(Pointing dataset records)
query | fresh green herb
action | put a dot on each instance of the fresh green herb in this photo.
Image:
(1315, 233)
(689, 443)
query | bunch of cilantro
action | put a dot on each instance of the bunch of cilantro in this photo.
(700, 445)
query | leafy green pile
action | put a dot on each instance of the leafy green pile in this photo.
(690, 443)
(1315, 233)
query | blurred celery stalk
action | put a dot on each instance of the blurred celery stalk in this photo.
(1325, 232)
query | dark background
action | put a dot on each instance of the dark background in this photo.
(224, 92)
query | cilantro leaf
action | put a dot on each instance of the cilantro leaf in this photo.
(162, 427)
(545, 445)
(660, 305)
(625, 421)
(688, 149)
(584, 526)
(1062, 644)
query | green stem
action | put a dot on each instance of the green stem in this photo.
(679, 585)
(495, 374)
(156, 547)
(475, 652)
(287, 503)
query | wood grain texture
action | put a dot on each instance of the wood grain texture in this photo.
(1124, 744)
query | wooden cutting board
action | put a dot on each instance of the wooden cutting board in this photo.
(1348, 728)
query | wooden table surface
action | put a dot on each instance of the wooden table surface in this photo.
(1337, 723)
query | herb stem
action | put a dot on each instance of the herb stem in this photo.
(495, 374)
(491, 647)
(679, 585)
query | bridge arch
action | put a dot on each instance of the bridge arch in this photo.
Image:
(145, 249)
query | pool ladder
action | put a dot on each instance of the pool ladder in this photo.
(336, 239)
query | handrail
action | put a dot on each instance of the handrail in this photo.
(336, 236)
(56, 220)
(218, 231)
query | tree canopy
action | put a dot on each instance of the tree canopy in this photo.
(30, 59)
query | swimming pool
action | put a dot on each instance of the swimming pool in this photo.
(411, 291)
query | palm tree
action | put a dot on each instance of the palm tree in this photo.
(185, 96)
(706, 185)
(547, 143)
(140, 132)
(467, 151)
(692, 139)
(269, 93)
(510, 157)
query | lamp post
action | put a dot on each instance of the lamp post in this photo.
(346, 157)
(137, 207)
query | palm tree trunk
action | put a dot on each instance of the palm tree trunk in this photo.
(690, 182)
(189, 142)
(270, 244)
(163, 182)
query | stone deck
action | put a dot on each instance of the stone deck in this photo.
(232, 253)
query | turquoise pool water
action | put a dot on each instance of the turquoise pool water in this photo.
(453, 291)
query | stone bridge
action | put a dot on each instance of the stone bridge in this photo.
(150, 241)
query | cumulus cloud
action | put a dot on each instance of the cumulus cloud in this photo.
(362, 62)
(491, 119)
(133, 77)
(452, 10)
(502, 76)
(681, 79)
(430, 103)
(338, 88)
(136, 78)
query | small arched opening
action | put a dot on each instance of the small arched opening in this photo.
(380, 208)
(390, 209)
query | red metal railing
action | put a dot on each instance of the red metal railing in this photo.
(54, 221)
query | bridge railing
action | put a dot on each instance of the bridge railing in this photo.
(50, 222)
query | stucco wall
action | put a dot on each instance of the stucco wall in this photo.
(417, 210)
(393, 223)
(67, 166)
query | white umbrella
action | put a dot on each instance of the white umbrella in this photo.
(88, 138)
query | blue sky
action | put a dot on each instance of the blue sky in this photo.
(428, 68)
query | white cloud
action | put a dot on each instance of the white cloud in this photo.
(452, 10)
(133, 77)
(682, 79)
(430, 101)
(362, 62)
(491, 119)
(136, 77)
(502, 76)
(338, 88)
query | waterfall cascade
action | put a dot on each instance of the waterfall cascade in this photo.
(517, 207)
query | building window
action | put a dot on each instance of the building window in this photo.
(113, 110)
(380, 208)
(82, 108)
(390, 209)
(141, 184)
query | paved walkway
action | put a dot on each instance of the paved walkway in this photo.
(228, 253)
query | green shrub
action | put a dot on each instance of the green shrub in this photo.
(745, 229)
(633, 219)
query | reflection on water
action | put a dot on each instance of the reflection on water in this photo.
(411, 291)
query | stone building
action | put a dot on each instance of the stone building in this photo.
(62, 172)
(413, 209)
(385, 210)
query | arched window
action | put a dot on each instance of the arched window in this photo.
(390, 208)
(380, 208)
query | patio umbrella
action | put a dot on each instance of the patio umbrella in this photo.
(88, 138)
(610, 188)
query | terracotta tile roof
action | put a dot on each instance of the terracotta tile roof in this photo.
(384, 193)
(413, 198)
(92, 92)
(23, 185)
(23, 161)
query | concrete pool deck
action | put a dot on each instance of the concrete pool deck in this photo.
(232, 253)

- **What needs to be done**
Repeat all of the entries exactly.

- **Expected answer**
query | fresh green herb
action | put a dot on each instance of the fresh green herb in this photo.
Image:
(1315, 233)
(689, 443)
query | bunch of cilantro
action | put a dot on each instance of the bunch of cilantro in this photo.
(700, 445)
query | leafy green pile
action | put a dot on each instance of the leafy green pile in this photo.
(690, 443)
(1315, 233)
query | blurred celery stalk
action | put a dot on each instance of the blurred celery stalk in this photo.
(1325, 232)
query | dark background
action | put a dot on each instance of the dark background in this photo.
(224, 92)
query | cilantro leaf
action | put a dot on each instance of the cilantro leaf in this photo.
(162, 427)
(545, 445)
(660, 305)
(625, 421)
(688, 149)
(584, 526)
(1062, 644)
query | green stem
action | put a dot on each instance of the green stem in this photo.
(679, 585)
(495, 374)
(156, 547)
(475, 652)
(287, 503)
query | wood grain texture
action | put a dot on each instance of the wood grain texture in this photo.
(1124, 744)
query | wooden cutting board
action | put a dot on each instance of the wooden cutting board in this photo.
(1348, 728)
query | wooden table surface
action | put a dot on each instance of the wooden table surface in this photo.
(1337, 723)
query | herb stem
action | put a dot on each instance of the herb stem in this photo.
(495, 374)
(491, 647)
(679, 585)
query | bridge arch
action | put a dot on each instance of the bridge arch in this photo.
Image:
(145, 249)
query | pool ladder
action | put a dot on each instance of the pool ladder in this photo.
(336, 239)
query | handrail
action | put a dot on each instance of the handrail in this photo.
(336, 236)
(56, 220)
(218, 231)
query | tree canopy
action | put a dot on each instance of the tree canopy in this photo.
(30, 59)
query | swimming pool
action | put a dot on each instance of the swimming pool in this photo.
(411, 291)
query | palm tree
action | put a dot on each instance of the palm tree in this photo.
(185, 96)
(706, 185)
(547, 143)
(140, 132)
(467, 151)
(692, 139)
(269, 93)
(510, 157)
query | lamp post
action | put a dot on each instance of the lamp post in this photo.
(346, 157)
(137, 207)
query | palm tree trunk
action | put a dot on each instance of the palm tree trunk in this photo.
(690, 182)
(189, 142)
(270, 244)
(163, 182)
query | stone deck
action | put a dot on each instance of the stone deck in this photo.
(232, 253)
query | turquoise pool water
action | put a dot on each instance of the turquoise pool water in this photo.
(453, 291)
query | stone bridge
action | put a dot on each instance of the stone bridge in this photo.
(150, 241)
query | cumulus cloud
action | put a dot on each instance of the cumulus cloud in this photo.
(362, 62)
(491, 119)
(133, 77)
(452, 10)
(502, 76)
(681, 79)
(430, 103)
(338, 88)
(136, 78)
query | small arched opening
action | put a dot on each instance of the small arched opening in this photo.
(380, 208)
(390, 209)
query | red metal railing
action | put a dot on each instance of the red metal railing in this photo.
(54, 221)
query | bridge railing
action | put a dot on each instance of the bridge railing in this photo.
(50, 222)
query | stucco wall
action | put a dot on each instance of the stucco wall in this photo.
(417, 210)
(393, 223)
(67, 166)
query | white umbrella
action | put a dot on each instance of the white umbrella in this photo.
(88, 138)
query | blue sky
action | put a dot on each instance of the blue sky in this photo.
(428, 68)
query | white cloud
action | put a dot on each instance of the white cloud in this photo.
(452, 10)
(133, 77)
(682, 79)
(430, 101)
(362, 62)
(491, 119)
(136, 77)
(502, 76)
(338, 88)
query | waterfall cascade
action | put a dot on each instance of the waterfall cascade in this photo.
(517, 207)
query | building window
action | put a dot on each instance of the building window in this photo.
(113, 110)
(380, 208)
(82, 108)
(390, 209)
(141, 184)
query | paved walkway
action | put a dot on each instance of the paved walkway in this photo.
(228, 253)
query | green shrub
action | put a dot on each instance of the green shrub in this photo.
(745, 229)
(633, 219)
query | reflection on water
action | put a dot on each instance of the reflection on water in this photo.
(411, 291)
query | stone building
action | put a dot on each instance of the stone building in this photo.
(62, 172)
(413, 209)
(385, 210)
query | arched window
action | put a dot on each instance of the arched window in this photo.
(390, 208)
(380, 208)
query | patio umbrella
action | put a dot on each instance of the patio umbrella in this photo.
(88, 138)
(610, 188)
query | terracotta tile roof
action | put a dot on each instance of the terracotta tile roof in this photo.
(384, 193)
(413, 198)
(92, 92)
(23, 185)
(23, 161)
query | concrete pool deck
action | put a dot on each instance of the concrete pool deck in this photo.
(232, 253)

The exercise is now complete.